BEGIN Record extracts

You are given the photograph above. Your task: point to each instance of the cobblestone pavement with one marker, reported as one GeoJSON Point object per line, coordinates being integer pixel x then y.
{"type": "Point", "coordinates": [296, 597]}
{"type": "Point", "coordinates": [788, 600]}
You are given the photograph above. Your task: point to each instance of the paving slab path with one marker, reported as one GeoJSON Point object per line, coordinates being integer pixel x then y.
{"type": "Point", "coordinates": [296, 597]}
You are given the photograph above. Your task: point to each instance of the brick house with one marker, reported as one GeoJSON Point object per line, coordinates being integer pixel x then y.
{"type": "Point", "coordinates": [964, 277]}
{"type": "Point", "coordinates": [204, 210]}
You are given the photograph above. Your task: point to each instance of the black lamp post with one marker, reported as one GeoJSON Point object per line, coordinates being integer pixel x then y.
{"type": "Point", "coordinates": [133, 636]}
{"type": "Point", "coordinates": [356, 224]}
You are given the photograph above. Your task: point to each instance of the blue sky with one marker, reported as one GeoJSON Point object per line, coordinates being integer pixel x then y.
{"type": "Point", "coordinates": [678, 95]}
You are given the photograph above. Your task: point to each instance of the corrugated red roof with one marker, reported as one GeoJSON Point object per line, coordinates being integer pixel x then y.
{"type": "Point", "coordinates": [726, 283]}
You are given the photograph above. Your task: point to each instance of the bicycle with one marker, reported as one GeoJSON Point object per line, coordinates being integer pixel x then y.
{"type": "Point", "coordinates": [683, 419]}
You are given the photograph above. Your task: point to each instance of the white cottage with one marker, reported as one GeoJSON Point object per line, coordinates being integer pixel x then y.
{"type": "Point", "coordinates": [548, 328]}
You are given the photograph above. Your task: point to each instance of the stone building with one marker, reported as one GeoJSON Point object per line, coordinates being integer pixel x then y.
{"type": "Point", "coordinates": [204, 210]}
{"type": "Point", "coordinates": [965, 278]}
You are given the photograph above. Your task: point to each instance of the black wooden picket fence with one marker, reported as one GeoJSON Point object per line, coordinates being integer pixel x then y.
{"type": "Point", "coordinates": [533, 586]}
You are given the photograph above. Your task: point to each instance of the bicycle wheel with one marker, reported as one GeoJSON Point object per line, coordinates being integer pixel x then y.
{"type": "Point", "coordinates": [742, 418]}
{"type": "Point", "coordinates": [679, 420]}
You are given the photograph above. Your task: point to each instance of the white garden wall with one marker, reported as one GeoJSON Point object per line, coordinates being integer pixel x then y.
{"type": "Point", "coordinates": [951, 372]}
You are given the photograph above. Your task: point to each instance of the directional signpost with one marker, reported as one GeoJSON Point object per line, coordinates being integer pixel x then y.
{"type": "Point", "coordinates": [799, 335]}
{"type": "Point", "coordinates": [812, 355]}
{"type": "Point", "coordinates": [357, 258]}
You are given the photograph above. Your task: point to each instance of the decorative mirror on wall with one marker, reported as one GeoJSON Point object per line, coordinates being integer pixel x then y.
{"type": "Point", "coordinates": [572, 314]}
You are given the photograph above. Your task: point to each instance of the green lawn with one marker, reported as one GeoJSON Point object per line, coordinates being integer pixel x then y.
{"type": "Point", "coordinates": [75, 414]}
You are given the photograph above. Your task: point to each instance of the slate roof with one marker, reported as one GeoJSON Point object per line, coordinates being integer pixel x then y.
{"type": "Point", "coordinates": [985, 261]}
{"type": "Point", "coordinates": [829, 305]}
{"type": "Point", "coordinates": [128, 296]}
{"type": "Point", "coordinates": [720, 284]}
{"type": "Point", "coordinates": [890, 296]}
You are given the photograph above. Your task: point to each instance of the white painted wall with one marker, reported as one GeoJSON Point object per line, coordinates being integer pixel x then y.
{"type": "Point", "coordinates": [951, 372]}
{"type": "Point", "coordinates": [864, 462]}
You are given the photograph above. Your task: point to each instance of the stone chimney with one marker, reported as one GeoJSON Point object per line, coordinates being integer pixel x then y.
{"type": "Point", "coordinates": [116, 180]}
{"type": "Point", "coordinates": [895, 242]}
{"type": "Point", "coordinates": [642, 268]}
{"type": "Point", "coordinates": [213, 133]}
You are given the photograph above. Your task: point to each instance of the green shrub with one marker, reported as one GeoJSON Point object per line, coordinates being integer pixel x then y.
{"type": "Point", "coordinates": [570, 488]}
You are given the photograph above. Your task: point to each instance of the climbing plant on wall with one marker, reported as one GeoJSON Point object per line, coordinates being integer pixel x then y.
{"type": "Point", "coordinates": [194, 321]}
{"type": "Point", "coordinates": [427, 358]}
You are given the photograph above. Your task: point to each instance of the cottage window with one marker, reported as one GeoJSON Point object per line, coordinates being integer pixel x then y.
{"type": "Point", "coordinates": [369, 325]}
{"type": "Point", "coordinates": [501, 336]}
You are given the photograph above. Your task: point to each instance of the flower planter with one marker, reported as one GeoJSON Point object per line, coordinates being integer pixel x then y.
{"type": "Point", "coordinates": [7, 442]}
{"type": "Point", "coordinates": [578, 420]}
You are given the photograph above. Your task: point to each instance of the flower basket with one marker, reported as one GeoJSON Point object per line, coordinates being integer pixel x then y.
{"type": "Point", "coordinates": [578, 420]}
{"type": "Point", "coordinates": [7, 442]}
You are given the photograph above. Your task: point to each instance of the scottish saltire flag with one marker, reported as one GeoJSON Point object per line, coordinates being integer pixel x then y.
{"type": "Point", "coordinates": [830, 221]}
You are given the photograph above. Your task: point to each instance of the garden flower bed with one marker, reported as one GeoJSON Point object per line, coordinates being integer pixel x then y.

END Record extracts

## Exercise brief
Could you rename "marker" to "dot" in the listing, beginning at the line that has "of the scottish" and stopping after the last line of the listing, and give those lines back with nothing else changed?

## Exercise solution
You are given the photograph above. Your task: point to each instance of the scottish saltire flag with one dot, reported as one GeoJSON Point object per line, coordinates being integer pixel x then y.
{"type": "Point", "coordinates": [830, 221]}
You are given the photograph above. Your task: point to each instance of the garden flower bed with one dot, reported as one GeoJSON Point object per line, coordinates being integer pixel x then y.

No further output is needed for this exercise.